Task input —
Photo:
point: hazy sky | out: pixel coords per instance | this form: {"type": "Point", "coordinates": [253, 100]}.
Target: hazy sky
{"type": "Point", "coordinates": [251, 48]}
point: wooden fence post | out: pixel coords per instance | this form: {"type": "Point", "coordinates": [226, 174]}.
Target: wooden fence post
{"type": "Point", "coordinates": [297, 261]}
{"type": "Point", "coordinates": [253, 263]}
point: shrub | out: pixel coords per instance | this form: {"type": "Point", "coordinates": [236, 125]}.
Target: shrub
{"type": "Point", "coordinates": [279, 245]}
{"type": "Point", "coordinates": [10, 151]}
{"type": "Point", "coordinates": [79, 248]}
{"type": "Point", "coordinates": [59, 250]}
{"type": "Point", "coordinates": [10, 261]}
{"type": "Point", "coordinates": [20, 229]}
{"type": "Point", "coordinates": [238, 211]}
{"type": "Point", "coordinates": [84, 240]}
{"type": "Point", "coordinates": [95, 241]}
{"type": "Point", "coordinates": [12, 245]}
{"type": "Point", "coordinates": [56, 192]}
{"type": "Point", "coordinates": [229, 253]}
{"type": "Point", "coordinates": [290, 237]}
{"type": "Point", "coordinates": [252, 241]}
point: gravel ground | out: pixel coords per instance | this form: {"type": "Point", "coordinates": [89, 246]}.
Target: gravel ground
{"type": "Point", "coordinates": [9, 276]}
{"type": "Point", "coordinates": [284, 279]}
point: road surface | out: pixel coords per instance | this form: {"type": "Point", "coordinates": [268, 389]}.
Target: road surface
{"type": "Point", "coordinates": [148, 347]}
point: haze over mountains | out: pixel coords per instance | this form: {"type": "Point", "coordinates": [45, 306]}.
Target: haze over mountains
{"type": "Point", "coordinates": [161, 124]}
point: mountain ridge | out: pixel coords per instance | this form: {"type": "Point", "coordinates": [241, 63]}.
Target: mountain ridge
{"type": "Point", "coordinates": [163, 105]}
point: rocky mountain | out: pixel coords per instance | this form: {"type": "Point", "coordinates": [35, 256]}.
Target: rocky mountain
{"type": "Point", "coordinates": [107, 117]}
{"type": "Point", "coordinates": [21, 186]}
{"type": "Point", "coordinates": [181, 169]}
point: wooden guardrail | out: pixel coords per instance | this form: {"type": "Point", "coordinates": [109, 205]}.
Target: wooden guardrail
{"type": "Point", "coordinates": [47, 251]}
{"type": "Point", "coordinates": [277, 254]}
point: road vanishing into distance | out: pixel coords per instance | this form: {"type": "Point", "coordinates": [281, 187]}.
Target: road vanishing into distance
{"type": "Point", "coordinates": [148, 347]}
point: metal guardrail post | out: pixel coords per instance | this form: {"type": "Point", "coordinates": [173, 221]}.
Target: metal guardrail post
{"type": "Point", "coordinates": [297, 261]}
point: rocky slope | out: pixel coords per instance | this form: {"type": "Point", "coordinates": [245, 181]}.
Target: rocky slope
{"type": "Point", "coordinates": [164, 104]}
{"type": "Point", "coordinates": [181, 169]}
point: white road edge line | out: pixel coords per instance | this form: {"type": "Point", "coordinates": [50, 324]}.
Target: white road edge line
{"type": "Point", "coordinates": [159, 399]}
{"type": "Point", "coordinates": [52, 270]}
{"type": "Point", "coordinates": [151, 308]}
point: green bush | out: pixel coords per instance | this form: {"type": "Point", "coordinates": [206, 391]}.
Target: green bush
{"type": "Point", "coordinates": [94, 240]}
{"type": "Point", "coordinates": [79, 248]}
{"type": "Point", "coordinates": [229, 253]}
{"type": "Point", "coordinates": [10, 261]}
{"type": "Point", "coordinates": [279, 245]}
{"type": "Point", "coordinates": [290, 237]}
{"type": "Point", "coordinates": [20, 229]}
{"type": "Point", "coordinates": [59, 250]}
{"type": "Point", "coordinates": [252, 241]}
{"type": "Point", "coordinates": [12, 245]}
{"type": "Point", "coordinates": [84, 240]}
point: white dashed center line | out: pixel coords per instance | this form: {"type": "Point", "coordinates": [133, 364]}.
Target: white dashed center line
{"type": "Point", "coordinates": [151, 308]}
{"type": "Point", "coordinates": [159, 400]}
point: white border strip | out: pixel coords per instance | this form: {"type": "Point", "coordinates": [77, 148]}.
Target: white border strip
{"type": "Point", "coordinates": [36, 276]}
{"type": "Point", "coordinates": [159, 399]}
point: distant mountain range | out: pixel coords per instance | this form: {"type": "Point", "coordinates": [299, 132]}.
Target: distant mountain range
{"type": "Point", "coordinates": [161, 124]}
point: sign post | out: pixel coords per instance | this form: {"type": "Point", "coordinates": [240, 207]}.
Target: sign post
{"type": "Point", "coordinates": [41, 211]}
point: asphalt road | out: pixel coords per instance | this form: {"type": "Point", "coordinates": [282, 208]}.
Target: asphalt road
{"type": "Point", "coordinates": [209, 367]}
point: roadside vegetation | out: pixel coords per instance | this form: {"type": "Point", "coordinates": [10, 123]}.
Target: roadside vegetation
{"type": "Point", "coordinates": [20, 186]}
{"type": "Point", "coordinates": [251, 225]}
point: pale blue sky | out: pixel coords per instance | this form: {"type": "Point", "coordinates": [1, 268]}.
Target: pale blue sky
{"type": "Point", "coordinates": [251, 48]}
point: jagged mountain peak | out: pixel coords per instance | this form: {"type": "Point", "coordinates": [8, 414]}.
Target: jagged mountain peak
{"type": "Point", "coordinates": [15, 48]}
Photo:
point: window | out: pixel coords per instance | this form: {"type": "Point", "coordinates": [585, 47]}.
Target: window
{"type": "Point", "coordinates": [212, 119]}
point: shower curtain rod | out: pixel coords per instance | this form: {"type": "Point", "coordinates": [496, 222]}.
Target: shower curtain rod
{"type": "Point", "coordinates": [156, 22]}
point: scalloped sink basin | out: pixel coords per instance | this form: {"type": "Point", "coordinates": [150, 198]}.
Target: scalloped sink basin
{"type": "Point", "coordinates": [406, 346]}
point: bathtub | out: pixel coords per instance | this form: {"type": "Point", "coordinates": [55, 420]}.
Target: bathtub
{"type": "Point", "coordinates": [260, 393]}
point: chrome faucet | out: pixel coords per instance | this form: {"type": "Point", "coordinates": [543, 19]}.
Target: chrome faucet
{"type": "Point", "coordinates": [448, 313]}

Instruction — Word for word, quote all of the data above.

Result —
Photo:
point: hazy sky | out: pixel coords per instance | this form: {"type": "Point", "coordinates": [253, 100]}.
Target: hazy sky
{"type": "Point", "coordinates": [251, 48]}
point: wooden fence post | out: pixel coords per instance | this form: {"type": "Point", "coordinates": [226, 174]}.
Target: wooden fence post
{"type": "Point", "coordinates": [297, 261]}
{"type": "Point", "coordinates": [253, 263]}
point: shrub | out: pixel coords per instance | this form: {"type": "Point", "coordinates": [236, 125]}.
Target: shrub
{"type": "Point", "coordinates": [279, 245]}
{"type": "Point", "coordinates": [10, 151]}
{"type": "Point", "coordinates": [79, 248]}
{"type": "Point", "coordinates": [59, 250]}
{"type": "Point", "coordinates": [10, 261]}
{"type": "Point", "coordinates": [20, 229]}
{"type": "Point", "coordinates": [238, 211]}
{"type": "Point", "coordinates": [84, 240]}
{"type": "Point", "coordinates": [95, 241]}
{"type": "Point", "coordinates": [12, 245]}
{"type": "Point", "coordinates": [56, 192]}
{"type": "Point", "coordinates": [229, 253]}
{"type": "Point", "coordinates": [290, 237]}
{"type": "Point", "coordinates": [252, 241]}
point: gravel ground | out: pixel coords per instance | this form: {"type": "Point", "coordinates": [89, 246]}.
Target: gravel ground
{"type": "Point", "coordinates": [9, 276]}
{"type": "Point", "coordinates": [284, 279]}
point: road surface | out: pixel coords per instance | this form: {"type": "Point", "coordinates": [268, 389]}.
Target: road surface
{"type": "Point", "coordinates": [148, 347]}
point: haze over mountains | out: pixel coords per instance | this form: {"type": "Point", "coordinates": [45, 306]}.
Target: haze over mountains
{"type": "Point", "coordinates": [161, 124]}
point: mountain ridge | out: pixel coords per instance | this form: {"type": "Point", "coordinates": [241, 63]}.
Target: mountain ridge
{"type": "Point", "coordinates": [163, 105]}
point: rocky mountain | out: pixel coords per instance | this form: {"type": "Point", "coordinates": [35, 256]}.
Target: rocky mountain
{"type": "Point", "coordinates": [107, 117]}
{"type": "Point", "coordinates": [21, 186]}
{"type": "Point", "coordinates": [181, 169]}
point: wooden guardrail | out: pixel coords per instance | this form: {"type": "Point", "coordinates": [109, 205]}.
Target: wooden guardrail
{"type": "Point", "coordinates": [47, 251]}
{"type": "Point", "coordinates": [277, 254]}
point: road vanishing into distance | out: pixel coords per instance | this form: {"type": "Point", "coordinates": [281, 187]}.
Target: road vanishing into distance
{"type": "Point", "coordinates": [148, 347]}
point: metal guardrail post | out: pixel coords per instance | this form: {"type": "Point", "coordinates": [173, 221]}.
Target: metal guardrail post
{"type": "Point", "coordinates": [297, 261]}
point: rocky slope | out: pixel coords per instance | this form: {"type": "Point", "coordinates": [245, 181]}.
Target: rocky slope
{"type": "Point", "coordinates": [164, 104]}
{"type": "Point", "coordinates": [181, 169]}
point: white road edge line | out: pixel coords per instance | this form: {"type": "Point", "coordinates": [50, 324]}.
Target: white road edge line
{"type": "Point", "coordinates": [159, 399]}
{"type": "Point", "coordinates": [52, 270]}
{"type": "Point", "coordinates": [151, 308]}
point: green bush | out: pixel coords per instance | this form: {"type": "Point", "coordinates": [206, 391]}.
Target: green bush
{"type": "Point", "coordinates": [94, 240]}
{"type": "Point", "coordinates": [79, 248]}
{"type": "Point", "coordinates": [229, 253]}
{"type": "Point", "coordinates": [10, 261]}
{"type": "Point", "coordinates": [279, 245]}
{"type": "Point", "coordinates": [290, 237]}
{"type": "Point", "coordinates": [20, 229]}
{"type": "Point", "coordinates": [59, 250]}
{"type": "Point", "coordinates": [252, 241]}
{"type": "Point", "coordinates": [12, 245]}
{"type": "Point", "coordinates": [84, 240]}
point: white dashed center line | out: pixel coords per instance | this form: {"type": "Point", "coordinates": [133, 364]}.
Target: white dashed center line
{"type": "Point", "coordinates": [151, 308]}
{"type": "Point", "coordinates": [159, 400]}
point: white border strip | out: pixel coords per instance | this form: {"type": "Point", "coordinates": [77, 148]}.
Target: white border strip
{"type": "Point", "coordinates": [36, 276]}
{"type": "Point", "coordinates": [159, 399]}
point: distant mountain range | out: pixel coords per instance | this form: {"type": "Point", "coordinates": [299, 132]}.
Target: distant mountain range
{"type": "Point", "coordinates": [161, 124]}
point: sign post | out: pixel coords per instance | this form: {"type": "Point", "coordinates": [240, 207]}.
Target: sign post
{"type": "Point", "coordinates": [41, 211]}
point: asphalt road | out: pixel coords per instance | this form: {"type": "Point", "coordinates": [282, 208]}.
Target: asphalt road
{"type": "Point", "coordinates": [209, 367]}
point: roadside vegetation | out: pixel coords per instance | this form: {"type": "Point", "coordinates": [10, 123]}.
Target: roadside vegetation
{"type": "Point", "coordinates": [20, 186]}
{"type": "Point", "coordinates": [251, 225]}
point: pale blue sky | out: pixel coords per instance | this form: {"type": "Point", "coordinates": [1, 268]}.
Target: pale blue sky
{"type": "Point", "coordinates": [251, 48]}
point: jagged mountain peak | out: pixel coords per instance | this form: {"type": "Point", "coordinates": [8, 414]}.
Target: jagged mountain peak
{"type": "Point", "coordinates": [15, 48]}
Photo:
point: window | out: pixel coords per instance | this form: {"type": "Point", "coordinates": [585, 47]}.
Target: window
{"type": "Point", "coordinates": [212, 119]}
point: shower curtain rod | out: pixel coords per instance | this form: {"type": "Point", "coordinates": [496, 222]}.
Target: shower curtain rod
{"type": "Point", "coordinates": [156, 22]}
point: scalloped sink basin | out: pixel coords per instance | this form: {"type": "Point", "coordinates": [150, 198]}.
Target: scalloped sink basin
{"type": "Point", "coordinates": [406, 346]}
point: bathtub | out: pixel coords per instance | this form: {"type": "Point", "coordinates": [55, 420]}.
Target: bathtub
{"type": "Point", "coordinates": [260, 393]}
point: chrome faucet | out: pixel coords per instance | this form: {"type": "Point", "coordinates": [543, 19]}.
Target: chrome faucet
{"type": "Point", "coordinates": [448, 313]}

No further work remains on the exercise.